— Written request 1 —
In the article on delaying decisions, what does the author consider the primary responsibility of a software engineer?
— Written request 2 —
Do these statements agree with the article on delaying decisions? Answer yes or no for each and quote the deciding words. (a) The author calls delivering features the most important part of the job. (b) Selecting a cloud provider is named as a key decision that can be made too early. (c) Making decisions with incomplete information can lead to technical debt.

— Document excerpt —
————————

DEV Community: Ahmad Ganjtabesh

The Primary Responsibility of a Software Engineer: Delaying Decisions

Ahmad Ganjtabesh — Thu, 10 Oct 2024 09:19:10 +0000

At the heart of software engineering, our most visible task is building the features that businesses rely on. We work closely with stakeholders to develop the functionality that drives the business forward, whether it’s handling payments, managing customer data, or delivering personalized experiences to users. Delivering these features is critical, but it’s not the most important part of the job.

I believe that the primary responsibility of a software engineer is to design systems that give the team flexibility to delay certain key decisions until later, when there's more information available. Delaying decisions may sound counterintuitive, but it's a strategy that can significantly reduce risk, increase adaptability, and ultimately lead to more robust systems.

Software development is full of uncertainties: business needs evolve, user behavior changes, data volume grows, and new technologies emerge. If we make key decisions too early - such as selecting a database, cloud provider, or framework - we may lock ourselves into choices that limit flexibility in the future. What might work well for a small project or MVP (Minimum Viable Product) could break down as the system scales or as business requirements change.

The Importance of Delaying Decisions

Making decisions with incomplete information can lead to technical debt. When we choose technology or architecture early on, it's often based on assumptions about how the system will behave in the future. But reality rarely matches those assumptions. By postponing decisions, we reduce the risk of locking ourselves into choices that don't hold up as the project evolves.

————————

(Records in a dataset)
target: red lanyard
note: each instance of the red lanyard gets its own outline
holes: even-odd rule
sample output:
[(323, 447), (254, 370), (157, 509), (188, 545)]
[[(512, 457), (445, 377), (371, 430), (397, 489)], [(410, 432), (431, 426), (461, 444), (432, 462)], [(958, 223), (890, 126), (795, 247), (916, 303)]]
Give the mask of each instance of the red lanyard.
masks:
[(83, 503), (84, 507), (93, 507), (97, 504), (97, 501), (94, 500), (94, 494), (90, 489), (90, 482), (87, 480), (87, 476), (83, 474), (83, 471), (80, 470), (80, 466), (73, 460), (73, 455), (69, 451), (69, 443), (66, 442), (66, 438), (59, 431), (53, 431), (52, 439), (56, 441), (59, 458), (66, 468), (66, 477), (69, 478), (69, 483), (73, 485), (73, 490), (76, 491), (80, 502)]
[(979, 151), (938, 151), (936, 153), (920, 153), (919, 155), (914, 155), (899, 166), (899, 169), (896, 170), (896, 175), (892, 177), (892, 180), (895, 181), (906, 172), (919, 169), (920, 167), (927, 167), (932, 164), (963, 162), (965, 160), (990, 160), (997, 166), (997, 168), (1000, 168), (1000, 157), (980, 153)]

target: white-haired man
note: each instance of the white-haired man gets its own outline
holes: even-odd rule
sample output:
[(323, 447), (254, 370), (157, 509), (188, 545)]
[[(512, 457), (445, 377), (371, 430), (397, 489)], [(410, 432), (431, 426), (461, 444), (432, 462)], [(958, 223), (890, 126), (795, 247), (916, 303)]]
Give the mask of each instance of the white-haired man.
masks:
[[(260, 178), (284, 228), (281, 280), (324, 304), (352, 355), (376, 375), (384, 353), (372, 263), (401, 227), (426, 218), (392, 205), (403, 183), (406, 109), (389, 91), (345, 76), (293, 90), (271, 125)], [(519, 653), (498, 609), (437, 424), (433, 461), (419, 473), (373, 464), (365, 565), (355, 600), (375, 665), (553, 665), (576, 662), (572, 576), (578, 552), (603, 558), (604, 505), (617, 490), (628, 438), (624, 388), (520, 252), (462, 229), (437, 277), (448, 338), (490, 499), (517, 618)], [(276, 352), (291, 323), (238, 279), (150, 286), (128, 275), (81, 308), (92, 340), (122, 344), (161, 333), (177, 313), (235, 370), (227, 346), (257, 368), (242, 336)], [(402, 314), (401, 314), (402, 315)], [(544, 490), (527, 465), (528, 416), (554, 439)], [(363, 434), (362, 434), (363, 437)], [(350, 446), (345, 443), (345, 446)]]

————————

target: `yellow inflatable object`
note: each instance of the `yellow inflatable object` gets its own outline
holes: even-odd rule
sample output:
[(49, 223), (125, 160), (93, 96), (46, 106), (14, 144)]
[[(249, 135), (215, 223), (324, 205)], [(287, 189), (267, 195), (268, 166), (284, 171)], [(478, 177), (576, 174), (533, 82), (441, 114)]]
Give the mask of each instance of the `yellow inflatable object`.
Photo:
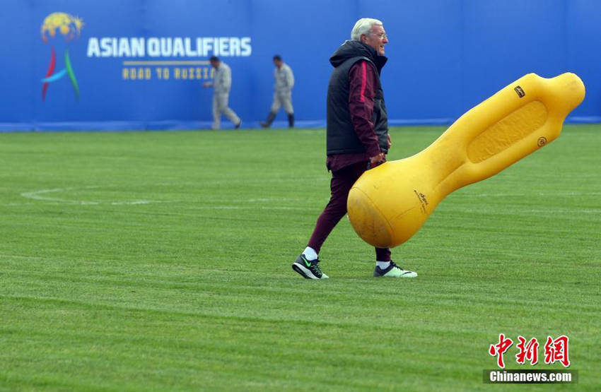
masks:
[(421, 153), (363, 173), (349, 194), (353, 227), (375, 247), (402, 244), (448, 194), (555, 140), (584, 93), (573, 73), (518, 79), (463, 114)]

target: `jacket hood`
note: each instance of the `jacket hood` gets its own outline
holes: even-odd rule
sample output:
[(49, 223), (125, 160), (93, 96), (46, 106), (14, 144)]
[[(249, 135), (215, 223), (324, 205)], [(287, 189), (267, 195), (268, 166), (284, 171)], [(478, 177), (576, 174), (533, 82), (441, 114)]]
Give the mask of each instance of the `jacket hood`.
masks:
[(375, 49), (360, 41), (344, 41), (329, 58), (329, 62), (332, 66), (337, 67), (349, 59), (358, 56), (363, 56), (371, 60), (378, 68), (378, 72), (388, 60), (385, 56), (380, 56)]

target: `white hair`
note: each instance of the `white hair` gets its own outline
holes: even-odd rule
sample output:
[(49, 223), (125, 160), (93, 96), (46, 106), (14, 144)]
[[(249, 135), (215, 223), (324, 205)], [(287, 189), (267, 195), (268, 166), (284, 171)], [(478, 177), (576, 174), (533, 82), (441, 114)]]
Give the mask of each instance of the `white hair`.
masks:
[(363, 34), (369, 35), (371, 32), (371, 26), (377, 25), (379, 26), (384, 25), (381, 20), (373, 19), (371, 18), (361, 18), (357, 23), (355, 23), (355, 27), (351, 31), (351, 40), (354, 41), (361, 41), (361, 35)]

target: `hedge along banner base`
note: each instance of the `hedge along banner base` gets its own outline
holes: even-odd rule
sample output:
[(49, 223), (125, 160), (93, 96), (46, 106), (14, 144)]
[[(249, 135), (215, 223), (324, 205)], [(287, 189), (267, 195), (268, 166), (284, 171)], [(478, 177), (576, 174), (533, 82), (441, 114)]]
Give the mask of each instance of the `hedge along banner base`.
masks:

————————

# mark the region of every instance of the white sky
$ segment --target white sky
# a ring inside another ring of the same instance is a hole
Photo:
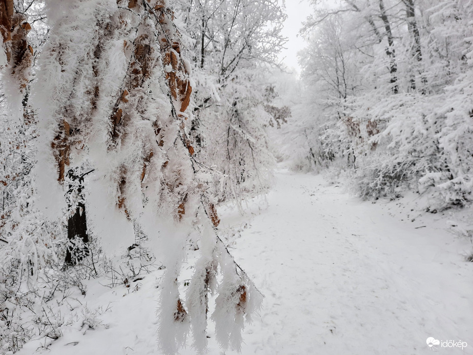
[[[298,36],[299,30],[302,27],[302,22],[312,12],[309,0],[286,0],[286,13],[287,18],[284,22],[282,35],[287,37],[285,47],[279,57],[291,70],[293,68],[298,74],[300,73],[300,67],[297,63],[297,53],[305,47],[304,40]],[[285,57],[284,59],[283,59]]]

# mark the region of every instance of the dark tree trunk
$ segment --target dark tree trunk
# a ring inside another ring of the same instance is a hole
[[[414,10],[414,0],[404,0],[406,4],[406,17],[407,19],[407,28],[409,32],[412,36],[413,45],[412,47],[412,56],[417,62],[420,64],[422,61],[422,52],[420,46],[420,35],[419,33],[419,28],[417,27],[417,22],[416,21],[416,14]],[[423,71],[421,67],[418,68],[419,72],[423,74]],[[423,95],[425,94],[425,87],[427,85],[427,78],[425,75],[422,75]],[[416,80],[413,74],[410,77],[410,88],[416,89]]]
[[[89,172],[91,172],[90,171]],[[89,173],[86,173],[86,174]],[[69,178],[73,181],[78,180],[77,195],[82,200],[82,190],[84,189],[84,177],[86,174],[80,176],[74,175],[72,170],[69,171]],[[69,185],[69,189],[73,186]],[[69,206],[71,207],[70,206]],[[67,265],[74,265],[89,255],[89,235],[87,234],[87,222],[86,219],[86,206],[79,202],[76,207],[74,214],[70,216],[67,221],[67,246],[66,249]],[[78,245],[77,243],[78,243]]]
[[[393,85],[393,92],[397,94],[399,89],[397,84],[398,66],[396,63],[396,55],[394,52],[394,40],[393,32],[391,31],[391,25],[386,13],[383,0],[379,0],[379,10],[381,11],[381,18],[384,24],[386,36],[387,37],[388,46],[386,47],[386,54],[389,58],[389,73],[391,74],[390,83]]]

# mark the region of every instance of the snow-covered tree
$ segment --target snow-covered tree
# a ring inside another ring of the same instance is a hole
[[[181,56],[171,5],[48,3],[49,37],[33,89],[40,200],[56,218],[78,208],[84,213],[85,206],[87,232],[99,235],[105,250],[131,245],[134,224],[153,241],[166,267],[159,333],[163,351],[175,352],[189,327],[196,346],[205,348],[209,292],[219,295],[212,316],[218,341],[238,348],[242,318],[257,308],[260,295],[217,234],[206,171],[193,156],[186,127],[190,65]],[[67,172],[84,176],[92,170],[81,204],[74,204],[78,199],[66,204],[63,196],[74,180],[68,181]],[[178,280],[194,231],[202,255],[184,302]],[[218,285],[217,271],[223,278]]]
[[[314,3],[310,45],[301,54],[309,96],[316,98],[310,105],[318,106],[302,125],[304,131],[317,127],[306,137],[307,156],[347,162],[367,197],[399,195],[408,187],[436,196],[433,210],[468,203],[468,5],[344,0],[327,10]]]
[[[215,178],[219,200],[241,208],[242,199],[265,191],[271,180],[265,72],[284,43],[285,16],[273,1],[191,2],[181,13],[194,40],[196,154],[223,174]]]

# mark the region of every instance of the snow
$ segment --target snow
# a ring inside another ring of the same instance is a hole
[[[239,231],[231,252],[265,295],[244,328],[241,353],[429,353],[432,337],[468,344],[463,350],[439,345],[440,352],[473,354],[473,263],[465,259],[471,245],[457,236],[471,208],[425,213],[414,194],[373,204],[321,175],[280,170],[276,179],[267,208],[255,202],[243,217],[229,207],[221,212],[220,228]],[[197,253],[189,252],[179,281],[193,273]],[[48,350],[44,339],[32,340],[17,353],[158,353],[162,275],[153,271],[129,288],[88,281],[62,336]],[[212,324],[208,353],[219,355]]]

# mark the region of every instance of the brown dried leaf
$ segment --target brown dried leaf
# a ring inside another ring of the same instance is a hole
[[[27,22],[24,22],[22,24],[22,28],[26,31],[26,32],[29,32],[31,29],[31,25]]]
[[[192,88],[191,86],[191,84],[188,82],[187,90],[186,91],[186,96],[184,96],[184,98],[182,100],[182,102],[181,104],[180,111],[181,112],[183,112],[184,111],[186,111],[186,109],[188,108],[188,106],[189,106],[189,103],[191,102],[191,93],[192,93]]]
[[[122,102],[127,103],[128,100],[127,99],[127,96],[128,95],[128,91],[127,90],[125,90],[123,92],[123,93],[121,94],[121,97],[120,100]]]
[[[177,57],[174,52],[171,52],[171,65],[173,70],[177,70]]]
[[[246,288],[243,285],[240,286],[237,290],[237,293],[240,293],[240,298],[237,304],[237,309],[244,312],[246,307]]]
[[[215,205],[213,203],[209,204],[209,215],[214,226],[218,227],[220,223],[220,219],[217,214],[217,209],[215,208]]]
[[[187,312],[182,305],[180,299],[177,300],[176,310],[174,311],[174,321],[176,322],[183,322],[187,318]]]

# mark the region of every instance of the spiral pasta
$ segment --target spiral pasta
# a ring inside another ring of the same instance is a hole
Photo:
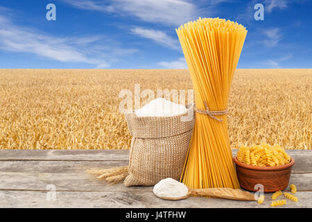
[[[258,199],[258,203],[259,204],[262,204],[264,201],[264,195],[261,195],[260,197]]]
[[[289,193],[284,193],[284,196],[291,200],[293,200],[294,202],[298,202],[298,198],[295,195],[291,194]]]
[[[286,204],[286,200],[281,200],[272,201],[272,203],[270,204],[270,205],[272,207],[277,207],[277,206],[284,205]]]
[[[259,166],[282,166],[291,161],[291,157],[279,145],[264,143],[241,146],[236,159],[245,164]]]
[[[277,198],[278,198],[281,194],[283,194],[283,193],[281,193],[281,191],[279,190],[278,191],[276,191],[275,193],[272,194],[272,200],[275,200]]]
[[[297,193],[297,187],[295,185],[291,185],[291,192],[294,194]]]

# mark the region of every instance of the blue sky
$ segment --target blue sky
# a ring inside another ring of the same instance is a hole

————————

— Written answer 1 —
To design systems that give the team flexibility to delay certain key decisions until later, when more information is available.

— Written answer 2 —
(a) No: "it’s not the most important part of the job."
(b) Yes: "If we make key decisions too early - such as selecting a database, cloud provider, or framework"
(c) Yes: "Making decisions with incomplete information can lead to technical debt."